Change every "rough mask" to "coarse mask" in the part that runs from the start of the items through the line containing "343H570L568 333L552 315L538", leaving everything else as it is, and give only those lines without the pictures.

Segment Open

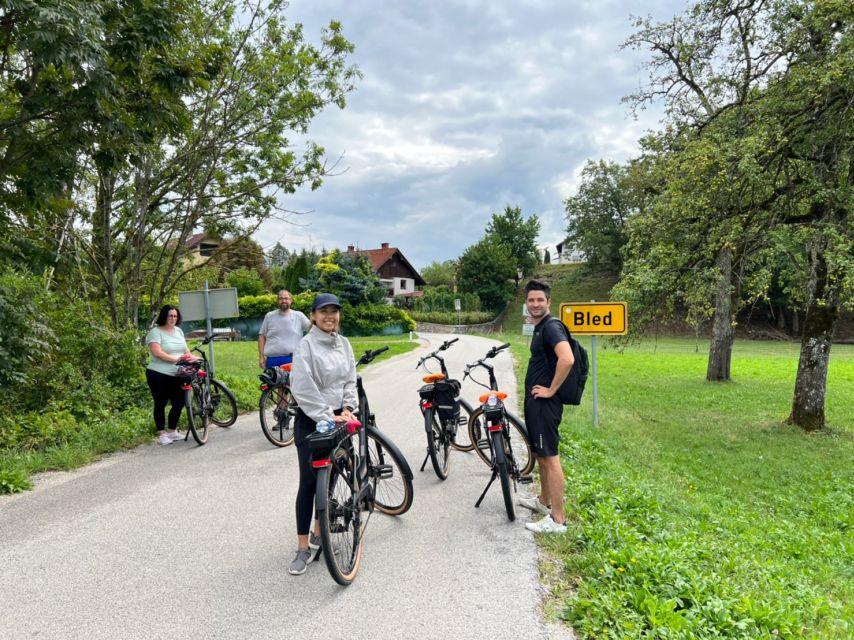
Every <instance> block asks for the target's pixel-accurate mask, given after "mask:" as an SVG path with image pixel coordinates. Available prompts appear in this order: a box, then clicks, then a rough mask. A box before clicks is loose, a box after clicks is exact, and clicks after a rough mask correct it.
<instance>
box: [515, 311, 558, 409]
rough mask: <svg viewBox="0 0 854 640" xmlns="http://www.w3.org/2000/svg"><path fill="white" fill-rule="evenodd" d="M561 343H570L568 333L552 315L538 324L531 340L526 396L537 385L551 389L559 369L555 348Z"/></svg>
mask: <svg viewBox="0 0 854 640" xmlns="http://www.w3.org/2000/svg"><path fill="white" fill-rule="evenodd" d="M559 342H568V341H567V339H566V331H565V330H564V328H563V327H561V326H560V325H559V324H558V322H555V321H554V320H552V316H551V315H547V316H546V317H545V318H543V319H542V320H540V322H539V323H537V326H535V327H534V337H533V338H531V359H530V360H529V361H528V372H527V373H526V374H525V395H530V393H531V387H533V386H534V385H535V384H539V385H542V386H544V387H550V386H551V384H552V380H554V375H555V370H556V369H557V354H556V353H555V347H556V346H557V344H558V343H559Z"/></svg>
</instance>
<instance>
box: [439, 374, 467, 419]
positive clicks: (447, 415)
mask: <svg viewBox="0 0 854 640" xmlns="http://www.w3.org/2000/svg"><path fill="white" fill-rule="evenodd" d="M461 386H462V385H461V384H460V382H459V381H458V380H441V381H440V382H437V383H436V384H435V385H434V390H433V397H434V399H435V402H436V407H437V413H438V414H439V420H441V421H442V422H443V423H449V422H450V423H452V424H454V425H456V424H457V422H458V421H459V419H460V387H461Z"/></svg>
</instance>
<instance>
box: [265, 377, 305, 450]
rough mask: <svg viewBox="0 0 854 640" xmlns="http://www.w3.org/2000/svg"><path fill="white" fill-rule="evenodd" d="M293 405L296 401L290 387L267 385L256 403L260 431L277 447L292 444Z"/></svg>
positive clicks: (292, 434) (271, 442) (292, 435)
mask: <svg viewBox="0 0 854 640" xmlns="http://www.w3.org/2000/svg"><path fill="white" fill-rule="evenodd" d="M294 407H296V402H295V401H294V399H293V397H292V396H291V390H290V387H282V386H280V387H269V388H267V389H265V390H264V392H263V393H262V394H261V401H260V402H259V403H258V412H259V415H260V417H261V431H263V432H264V435H265V436H266V437H267V440H269V441H270V443H271V444H274V445H276V446H277V447H287V446H288V445H290V444H293V441H294V416H293V409H294Z"/></svg>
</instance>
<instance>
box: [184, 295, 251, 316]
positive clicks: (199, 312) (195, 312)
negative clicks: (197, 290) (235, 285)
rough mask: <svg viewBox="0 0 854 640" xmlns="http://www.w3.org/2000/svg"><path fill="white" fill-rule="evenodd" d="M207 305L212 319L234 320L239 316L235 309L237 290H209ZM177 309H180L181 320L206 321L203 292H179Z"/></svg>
mask: <svg viewBox="0 0 854 640" xmlns="http://www.w3.org/2000/svg"><path fill="white" fill-rule="evenodd" d="M208 304H209V305H210V310H211V318H212V319H217V318H236V317H238V316H239V315H240V311H239V310H238V308H237V289H234V288H228V289H209V290H208ZM178 307H179V308H180V309H181V318H182V319H184V320H205V319H207V316H206V315H205V292H204V291H180V292H179V293H178Z"/></svg>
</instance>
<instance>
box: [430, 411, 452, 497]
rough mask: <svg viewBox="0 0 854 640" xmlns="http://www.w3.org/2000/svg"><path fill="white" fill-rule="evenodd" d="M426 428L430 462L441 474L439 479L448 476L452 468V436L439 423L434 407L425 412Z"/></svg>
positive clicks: (434, 470)
mask: <svg viewBox="0 0 854 640" xmlns="http://www.w3.org/2000/svg"><path fill="white" fill-rule="evenodd" d="M424 422H425V429H429V431H427V452H428V453H429V454H430V462H432V463H433V471H435V472H436V475H437V476H439V480H444V479H445V478H447V477H448V472H449V471H450V469H451V458H450V455H448V454H450V452H451V445H450V438H449V437H448V434H447V433H445V430H444V429H443V428H442V426H441V425H440V424H439V420H438V419H437V417H436V414H435V413H434V412H433V410H432V409H427V410H426V411H425V412H424Z"/></svg>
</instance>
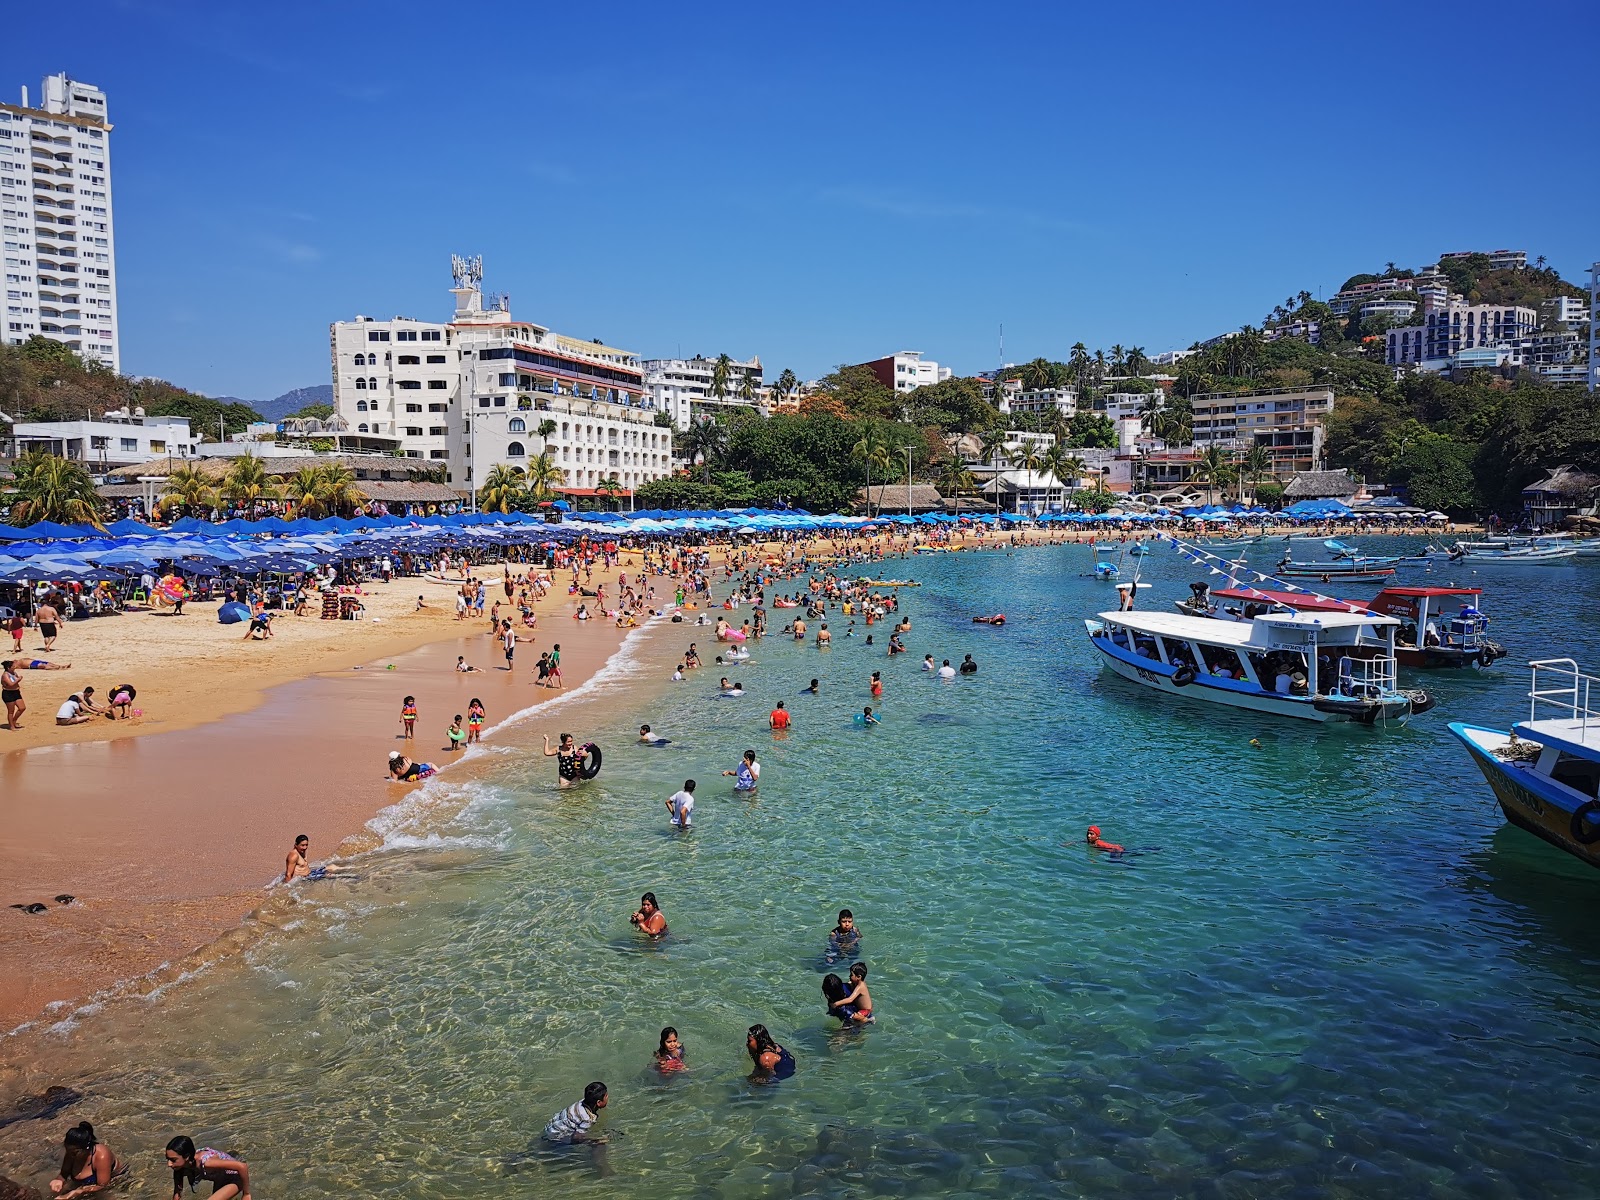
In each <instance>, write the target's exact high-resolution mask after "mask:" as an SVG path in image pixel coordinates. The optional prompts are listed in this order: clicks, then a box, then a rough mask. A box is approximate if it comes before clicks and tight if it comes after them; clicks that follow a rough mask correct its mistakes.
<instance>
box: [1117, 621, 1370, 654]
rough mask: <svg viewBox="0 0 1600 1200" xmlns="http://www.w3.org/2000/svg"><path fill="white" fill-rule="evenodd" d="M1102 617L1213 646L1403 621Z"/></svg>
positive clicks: (1167, 634)
mask: <svg viewBox="0 0 1600 1200" xmlns="http://www.w3.org/2000/svg"><path fill="white" fill-rule="evenodd" d="M1099 619H1101V621H1104V622H1106V624H1109V626H1120V627H1123V629H1131V630H1134V632H1136V634H1154V635H1155V637H1181V638H1184V640H1190V642H1205V643H1206V645H1213V646H1256V648H1261V646H1264V645H1267V643H1269V642H1275V640H1278V638H1282V635H1285V634H1286V635H1290V637H1293V638H1296V640H1299V642H1315V640H1317V635H1318V634H1322V632H1330V630H1350V632H1355V634H1358V632H1360V630H1362V629H1363V627H1378V626H1398V624H1400V622H1398V621H1397V619H1395V618H1392V616H1368V614H1366V613H1267V614H1264V616H1258V618H1256V619H1254V621H1213V619H1211V618H1208V616H1184V614H1181V613H1101V614H1099Z"/></svg>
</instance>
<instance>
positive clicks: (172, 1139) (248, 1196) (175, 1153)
mask: <svg viewBox="0 0 1600 1200" xmlns="http://www.w3.org/2000/svg"><path fill="white" fill-rule="evenodd" d="M166 1165H168V1166H171V1168H173V1200H181V1197H182V1194H184V1181H187V1182H189V1190H190V1192H192V1190H194V1186H195V1184H197V1182H200V1181H202V1179H206V1181H208V1182H210V1184H211V1195H213V1200H235V1197H243V1200H250V1165H248V1163H245V1162H243V1160H240V1158H235V1157H232V1155H229V1154H222V1152H221V1150H213V1149H211V1147H205V1149H200V1150H197V1149H195V1144H194V1141H192V1139H190V1138H173V1139H171V1141H170V1142H166Z"/></svg>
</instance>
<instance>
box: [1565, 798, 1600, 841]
mask: <svg viewBox="0 0 1600 1200" xmlns="http://www.w3.org/2000/svg"><path fill="white" fill-rule="evenodd" d="M1590 816H1600V800H1584V802H1582V803H1581V805H1578V810H1576V811H1574V813H1573V827H1571V834H1573V842H1576V843H1578V845H1581V846H1592V845H1594V843H1595V842H1600V821H1594V822H1592V821H1589V818H1590Z"/></svg>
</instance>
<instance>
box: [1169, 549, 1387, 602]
mask: <svg viewBox="0 0 1600 1200" xmlns="http://www.w3.org/2000/svg"><path fill="white" fill-rule="evenodd" d="M1162 536H1163V538H1165V539H1166V542H1168V544H1170V546H1171V547H1173V549H1174V550H1178V552H1179V554H1181V555H1184V557H1186V558H1189V560H1190V562H1192V563H1197V565H1198V566H1205V568H1206V571H1210V573H1211V574H1221V576H1226V578H1227V586H1229V587H1234V589H1237V590H1242V592H1248V594H1250V595H1253V597H1256V598H1258V600H1266V602H1269V603H1275V602H1277V598H1275V597H1272V595H1269V594H1267V592H1262V590H1261V589H1259V587H1253V586H1251V584H1250V582H1243V581H1242V579H1240V576H1253V578H1254V581H1256V582H1262V584H1272V586H1275V587H1277V589H1278V590H1283V592H1298V594H1304V595H1307V597H1310V598H1312V600H1322V602H1325V603H1331V605H1342V606H1344V608H1346V610H1347V611H1350V613H1362V614H1365V616H1382V614H1381V613H1374V611H1373V610H1370V608H1363V606H1362V605H1352V603H1350V602H1349V600H1344V598H1341V597H1336V595H1323V594H1322V592H1314V590H1312V589H1309V587H1299V586H1296V584H1291V582H1288V581H1286V579H1278V578H1277V576H1275V574H1267V573H1266V571H1256V570H1254V568H1250V566H1245V562H1243V558H1240V560H1230V558H1224V557H1222V555H1219V554H1211V552H1210V550H1203V549H1200V547H1198V546H1194V544H1192V542H1184V541H1179V539H1178V538H1174V536H1171V534H1162ZM1218 563H1221V566H1218ZM1224 566H1226V568H1227V570H1222V568H1224Z"/></svg>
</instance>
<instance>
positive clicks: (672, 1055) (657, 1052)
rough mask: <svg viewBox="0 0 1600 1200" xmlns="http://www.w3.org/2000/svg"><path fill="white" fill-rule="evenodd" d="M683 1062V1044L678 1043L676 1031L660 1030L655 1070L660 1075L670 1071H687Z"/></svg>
mask: <svg viewBox="0 0 1600 1200" xmlns="http://www.w3.org/2000/svg"><path fill="white" fill-rule="evenodd" d="M688 1066H690V1064H688V1062H685V1061H683V1043H682V1042H678V1030H675V1029H674V1027H672V1026H667V1027H666V1029H662V1030H661V1045H659V1046H656V1070H659V1072H661V1074H662V1075H666V1074H667V1072H672V1070H688Z"/></svg>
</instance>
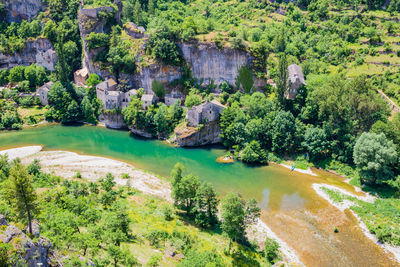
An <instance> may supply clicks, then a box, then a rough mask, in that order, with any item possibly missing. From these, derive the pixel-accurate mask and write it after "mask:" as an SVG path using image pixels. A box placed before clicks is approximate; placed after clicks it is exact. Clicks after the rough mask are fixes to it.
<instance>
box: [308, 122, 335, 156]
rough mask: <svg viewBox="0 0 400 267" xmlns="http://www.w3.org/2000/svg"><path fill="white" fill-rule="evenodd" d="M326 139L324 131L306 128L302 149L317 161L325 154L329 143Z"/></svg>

Segment Closed

## [Written response]
Every <instance> block asks for the target's pixel-accurate mask, given after "mask:" as an SVG path with image pixel coordinates. Available prompts appear in this order: a box, then clicks, then a coarse mask. A box before clicks is loose, a box after clicks is exact, and clicks after a coarse mask correct it.
<instance>
box: [515, 311, 558, 409]
coarse mask: <svg viewBox="0 0 854 640" xmlns="http://www.w3.org/2000/svg"><path fill="white" fill-rule="evenodd" d="M561 343H570L568 333L552 315L538 324L531 340L526 396L537 385L551 389L559 369L555 348Z"/></svg>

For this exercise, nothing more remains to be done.